> Extract:

Saturday, May 14, 2005

Day, um, Thirty-Something

Seems blogging isn't for me, seeing as I suck at it! I just don't remember this place actually exists. Is that wrong?
So I'm at work right now. Surfing the Gilly message board, having a heck of a time trying to get someone to talk to me. I thought it would be easier than this to make friends, I have almost fifty posts. I don't think anyone has realized I'm there yet honestly.
I never have been very good at making friends though. My problem is that I don't talk to other people well unless I know them. I'm always afraid they're going to hate me! Which of course won't happen, but you never know, as soom as I find someone to be my friend I usually annoy them to death by actually talking to them. Crazy how the world works.
I can't wait to go on the Spain trip, but there's a little thing called money in my way. You see, I'm poor. I'll admit it. That said, I have to somehow raise fifty dollars a week for the next year (basically my whole paycheck) because this trip is something like $2,879 to go on. It's through my Spanish class at school. I'm going though, there's no doubt about that. I'd regret it forever if I didn't .
Since I was here last, my math homework has not gotten done, I haven't made friends, I haven't made much money. I forgot about Mother's Days, so I gave my mom $80 to pay for part of a new grill. I kind of feel like I took the cheater's way out by just paying her money.

> To do:
1. Give back the blog post word for word, from "I never have" up to and including "if I didn't .".
2. Summarize the blog post in two sentences.
3. Answer these questions on the blog post:
(a) About how many posts does the writer have on the Gilly message board?
(b) How much money does the writer need to raise each week for the Spain trip?
(c) What was the $80 given to the writer's mom meant to help pay for?

> Location identification entries:
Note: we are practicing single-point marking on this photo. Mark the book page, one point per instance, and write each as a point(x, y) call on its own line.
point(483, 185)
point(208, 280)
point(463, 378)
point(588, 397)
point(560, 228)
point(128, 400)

> Task-by-task solutions:
1.
I never have been very good at making friends though. My problem is that I don't talk to other people well unless I know them. I'm always afraid they're going to hate me! Which of course won't happen, but you never know, as soom as I find someone to be my friend I usually annoy them to death by actually talking to them. Crazy how the world works.
I can't wait to go on the Spain trip, but there's a little thing called money in my way. You see, I'm poor. I'll admit it. That said, I have to somehow raise fifty dollars a week for the next year (basically my whole paycheck) because this trip is something like $2,879 to go on. It's through my Spanish class at school. I'm going though, there's no doubt about that. I'd regret it forever if I didn't .

2. The writer admits to forgetting about the blog and describes struggling to make friends, both on the Gilly message board and in general. Though poor, the writer is set on going on a Spain trip through a school Spanish class that costs about $2,879, and after forgetting Mother's Day, gave $80 toward a new grill.

3.
(a) Almost fifty.
(b) Fifty dollars.
(c) Part of a new grill.